▸ 提示文:
......

◆原点回帰のチャンス
かとう・よしまさ 昭和15年北海道生れ。35年岩手大学農学部林学科入学、41年中退。42年岩手大学生協専務、45年盛岡市民生協専務、平成2年いわて生協専務、10年理事長、16年常任顧問、平成4〜14年コープ東北サンネット理事長、昭和56年県生協運専務、平成10年会長理事現在に至る。昭和49年県協同組合提携協幹事、平成10年副会長、平成11年いわてコメネット副会長、平成15年岩手農民大学副学長、16年地産地消県協同組合協議会会長、18年県協同組合研究会会長、協同組合経営研究所評議員、日本協同組合学会理事、日本農業経済学会会員。 |
第55回JA全国青年大会の成功を心からお祝いしたい。
今度の「世界連鎖恐慌」(私はこう呼ぶべきと思う)は世界のすべての人々、すべての組織・団体・運動・事業経営体に対して、これまで経験したことのない過酷な試練・犠牲をもたらしている。と同時に、我われに真摯な「原点回帰」を求めており、そのチャンスでもある。
中曽根内閣による「臨調・行革路線」がもたらした「市場原理主義・自由化・民営化」などの政治経済体制、その後のアメリカを中心とする「数次のバブル経済」「経済の金融化」「カジノ資本主義」への世界的な流れ、特に小泉・竹中政治は、このアメリカンスタンダードにわが国を合わせる「規制緩和・構造改革」を「改革」という名で激しく展開した。こうしてわが国は「ワーキングプア」「弱者や地方の切捨て」が常態化し、「貧困と格差」が一挙に拡大した。当時、小泉首相は「これ以上の農業鎖国はやっておれない」と発言したように、農業分野へも「競争原理」を積極的に導入し、農業・農村の危機を一層深刻化させた。

......

▸ 必須課題:
1. 次の (a)〜(c) の各記述が提示文の内容と合致するかを判定し、「はい」または「いいえ」で答え、判断の根拠となる提示文の語句をそのまま引用してください。(a) 提示文は第55回JA全国青年大会の成功を祝っている。(b) かとう・よしまさは岩手大学農学部林学科を卒業した。(c) 小泉首相は農業分野への競争原理の導入に反対した。
2. 行のうち「Specifically, locate grazing」を含む行から最後の行までについて、「Objective」を「Goal」に置き換え、それ以外は一切変えずに書き直してください。
提示文と行は、それぞれ別の出典に由来します。

▸ 課題用データ:
......

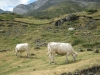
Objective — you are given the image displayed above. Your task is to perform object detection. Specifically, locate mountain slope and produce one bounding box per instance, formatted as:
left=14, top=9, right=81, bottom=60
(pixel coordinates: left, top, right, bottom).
left=13, top=0, right=100, bottom=18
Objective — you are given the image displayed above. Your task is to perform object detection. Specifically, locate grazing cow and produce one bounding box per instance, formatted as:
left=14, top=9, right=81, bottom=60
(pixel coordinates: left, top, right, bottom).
left=15, top=43, right=30, bottom=57
left=47, top=42, right=77, bottom=64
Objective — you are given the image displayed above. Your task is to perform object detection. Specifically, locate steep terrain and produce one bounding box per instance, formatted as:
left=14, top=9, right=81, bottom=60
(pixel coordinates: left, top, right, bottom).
left=13, top=0, right=100, bottom=18
left=0, top=10, right=100, bottom=75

......

▸ 解答済み課題:
1.
(a) はい。『第55回JA全国青年大会の成功を心からお祝いしたい。』
(b) いいえ。『35年岩手大学農学部林学科入学、41年中退』
(c) いいえ。『農業分野へも「競争原理」を積極的に導入し』

2.
Goal — you are given the image displayed above. Your task is to perform object detection. Specifically, locate grazing cow and produce one bounding box per instance, formatted as:
left=14, top=9, right=81, bottom=60
(pixel coordinates: left, top, right, bottom).
left=15, top=43, right=30, bottom=57
left=47, top=42, right=77, bottom=64
Goal — you are given the image displayed above. Your task is to perform object detection. Specifically, locate steep terrain and produce one bounding box per instance, formatted as:
left=14, top=9, right=81, bottom=60
(pixel coordinates: left, top, right, bottom).
left=13, top=0, right=100, bottom=18
left=0, top=10, right=100, bottom=75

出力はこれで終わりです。